● Reading text:
SFAS 157 establishes a fair value hierarchy that prioritizes the inputs to valuation techniques used to measure fair value. The hierarchy gives the highest priority to unadjusted quoted prices in active markets for identical assets or liabilities (Level 1 measurements) and the lowest priority to unobservable inputs (Level 3 measurements). The three levels of the fair value hierarchy under SFAS 157 are described below:


 

Level 1

Unadjusted quoted prices in active markets that are accessible at the measurement date for identical, unrestricted assets or liabilities;

 

 

Level 2

Quoted prices in markets that are not active, or inputs that are observable, either directly or indirectly, for substantially the full term of the asset or liability;

 

 

Level 3

Prices or valuation techniques that require inputs that are both significant to the fair value measurement and unobservable (supported by little or no market activity).

 

In February 2007, the FASB issued SFAS 159, “The Fair Value Option for Financial Assets and Financial Liabilities.”  SFAS 159 permits entities to choose to measure many financial instruments and certain other items at fair value, with the objective of improving financial reporting by mitigating volatility in reported earnings caused by measuring related assets and liabilities differently without having to apply complex hedge accounting provisions. The provisions of SFAS 159 were adopted January 1, 2008. The Company did not elect the Fair Value Option for any of its financial assets or liabilities, and therefore, the adoption of SFAS 159 had no impact on the Company’s consolidated financial position, results of operations or cash flows.


New Accounting Pronouncements


In April 2009, the FASB issued FASB Staff Position 107-1 and Accounting Principles Board 28-1, “Interim Disclosures about Fair Value of Financial Instruments,” (“FSP 107-1”). FSP 107-1 amends SFAS 107, “Disclosures About Fair Value of Financial Instruments,” to require disclosures about fair value of financial instruments for interim reporting periods of publicly traded companies as well as in annual financial statements. FSP 107-1 also amends APB Opinion No. 28, “Interim Financial Reporting,” to require those disclosures in summarized financial information at interim reporting periods. FSP 107-1 is effective for interim reporting periods ending after June 15, 2009. FSP107-1 does not require disclosures for earlier periods presented for comparative purposes at initial adoption. In periods after initial adoption, this FSP requires comparative disclosures only for periods ending after initial adoption. The Company adopted FSP 107-1 in the second quarter of 2009. FSP 107-1 did not have a material impact on the financial statements.

 



12






CITY CAPITAL CORPORATION    

NOTES TO CONDENSED

CONSOLIDATED FINANCIAL STATEMENTS

(Unaudited)


In April 2009, the FASB issued FASB Staff Positions 115-2 and 124-2, “Recognition and Presentation of Other-Than-Temporary Impairments” (“FSP 115-2 and 124-2”). FSP 115-2 and 124-2 amends the other-than-temporary impairment guidance for debt securities to make the guidance more operational and to improve the presentation and disclosure of other-than-temporary impairments on debt and equity securities in the financial statements. FSP 115-2 and 124-2 does not amend existing recognition and measurement guidance related to other-than-temporary impairments of equity securities. The Company adopted FSP 115-2 and 124-2 in the second quarter of 2009. FSP 115-2 and 124-2 did not have a material impact on the financial statements.

● Stated goal 1:
Reproduce the rows word for word, starting at the row that contains "shed and report the pixel coordinates." and ending at the last row.

● Data supplied:
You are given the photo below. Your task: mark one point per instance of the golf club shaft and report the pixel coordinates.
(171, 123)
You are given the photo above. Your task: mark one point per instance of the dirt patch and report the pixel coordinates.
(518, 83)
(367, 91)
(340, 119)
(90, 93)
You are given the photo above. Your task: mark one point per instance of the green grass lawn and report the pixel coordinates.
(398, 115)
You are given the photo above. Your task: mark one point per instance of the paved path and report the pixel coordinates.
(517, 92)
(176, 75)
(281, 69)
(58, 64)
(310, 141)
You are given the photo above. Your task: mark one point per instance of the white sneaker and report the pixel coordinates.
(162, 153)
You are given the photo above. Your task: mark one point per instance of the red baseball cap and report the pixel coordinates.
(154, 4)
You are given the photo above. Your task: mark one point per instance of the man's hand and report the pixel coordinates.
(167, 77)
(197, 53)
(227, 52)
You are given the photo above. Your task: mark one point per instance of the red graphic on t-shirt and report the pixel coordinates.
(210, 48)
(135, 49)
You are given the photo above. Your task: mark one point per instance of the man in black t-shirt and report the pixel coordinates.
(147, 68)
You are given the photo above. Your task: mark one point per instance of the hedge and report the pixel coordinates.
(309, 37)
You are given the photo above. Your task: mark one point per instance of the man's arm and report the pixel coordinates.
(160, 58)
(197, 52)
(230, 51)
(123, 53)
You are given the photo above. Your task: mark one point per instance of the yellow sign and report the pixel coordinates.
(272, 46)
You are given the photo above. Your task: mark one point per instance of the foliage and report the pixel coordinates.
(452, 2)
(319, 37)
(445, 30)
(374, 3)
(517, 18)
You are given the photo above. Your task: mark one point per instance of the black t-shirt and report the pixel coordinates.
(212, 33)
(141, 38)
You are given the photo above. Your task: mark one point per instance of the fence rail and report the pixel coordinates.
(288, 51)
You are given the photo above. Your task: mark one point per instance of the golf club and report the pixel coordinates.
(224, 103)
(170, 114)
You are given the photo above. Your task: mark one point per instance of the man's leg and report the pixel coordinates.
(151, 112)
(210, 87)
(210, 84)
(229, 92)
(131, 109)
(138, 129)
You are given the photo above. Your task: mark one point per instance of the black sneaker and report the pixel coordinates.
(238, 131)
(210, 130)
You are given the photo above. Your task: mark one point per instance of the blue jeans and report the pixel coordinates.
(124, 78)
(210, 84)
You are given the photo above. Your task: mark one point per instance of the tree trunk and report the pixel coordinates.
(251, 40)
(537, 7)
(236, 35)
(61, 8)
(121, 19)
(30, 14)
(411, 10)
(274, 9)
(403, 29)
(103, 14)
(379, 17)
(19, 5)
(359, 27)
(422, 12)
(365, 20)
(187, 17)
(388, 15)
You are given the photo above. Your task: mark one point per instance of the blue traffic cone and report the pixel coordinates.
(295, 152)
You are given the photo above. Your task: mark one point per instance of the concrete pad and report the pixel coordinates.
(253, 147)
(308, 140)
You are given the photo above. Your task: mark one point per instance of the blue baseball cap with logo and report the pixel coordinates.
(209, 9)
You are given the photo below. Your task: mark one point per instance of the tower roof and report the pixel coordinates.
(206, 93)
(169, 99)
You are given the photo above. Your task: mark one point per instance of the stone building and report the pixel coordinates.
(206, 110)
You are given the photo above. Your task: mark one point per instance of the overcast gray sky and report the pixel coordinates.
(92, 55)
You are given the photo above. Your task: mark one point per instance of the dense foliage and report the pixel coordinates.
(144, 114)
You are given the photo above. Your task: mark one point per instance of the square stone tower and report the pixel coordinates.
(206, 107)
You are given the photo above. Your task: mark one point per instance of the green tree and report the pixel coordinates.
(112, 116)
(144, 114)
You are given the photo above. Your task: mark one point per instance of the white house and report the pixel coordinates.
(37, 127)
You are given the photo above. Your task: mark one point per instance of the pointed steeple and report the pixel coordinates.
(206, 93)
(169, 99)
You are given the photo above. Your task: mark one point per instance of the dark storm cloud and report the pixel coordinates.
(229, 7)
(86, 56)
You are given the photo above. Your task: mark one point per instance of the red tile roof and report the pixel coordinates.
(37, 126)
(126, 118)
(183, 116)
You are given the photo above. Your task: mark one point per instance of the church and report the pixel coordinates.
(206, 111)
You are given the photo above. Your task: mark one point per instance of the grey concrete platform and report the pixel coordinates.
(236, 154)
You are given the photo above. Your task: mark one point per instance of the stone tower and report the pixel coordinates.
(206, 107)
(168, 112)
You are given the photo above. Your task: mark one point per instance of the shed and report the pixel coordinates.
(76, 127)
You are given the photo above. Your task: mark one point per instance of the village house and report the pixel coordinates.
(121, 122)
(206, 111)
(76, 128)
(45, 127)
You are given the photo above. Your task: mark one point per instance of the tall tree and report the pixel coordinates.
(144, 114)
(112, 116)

● Stated goal 2:
Rewrite the fair value hierarchy text, starting at "Quoted prices in markets" and ending at "no market activity).", and put "essentially" in place of "substantially".

● Written solution 1:
You are given the photo above. Your task: mark one point per instance of the shed and report the pixel coordinates.
(76, 127)
You are given the photo above. Your task: mark one point per instance of the village house and report the pixel coordinates.
(121, 122)
(206, 111)
(76, 128)
(45, 127)
You are given the photo above. Your task: mark one point per instance of the tall tree and report the pixel coordinates.
(144, 114)
(112, 116)

● Written solution 2:
Quoted prices in markets that are not active, or inputs that are observable, either directly or indirectly, for essentially the full term of the asset or liability;

 

 

Level 3

Prices or valuation techniques that require inputs that are both significant to the fair value measurement and unobservable (supported by little or no market activity).